DIRECTION: Please reproduce the listing below, switching each "shall" to "must" and leaving everything else unchanged.

-- Start of DATA EXCERPTS --

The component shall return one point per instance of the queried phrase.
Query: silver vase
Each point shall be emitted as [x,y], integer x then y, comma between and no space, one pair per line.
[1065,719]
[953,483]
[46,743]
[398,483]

-- End of DATA EXCERPTS --

EXERCISE SOLUTION:
The component must return one point per instance of the queried phrase.
Query: silver vase
Each point must be emitted as [x,y], integer x then y, comma between and no space, one pair per line.
[1065,719]
[953,483]
[46,743]
[398,483]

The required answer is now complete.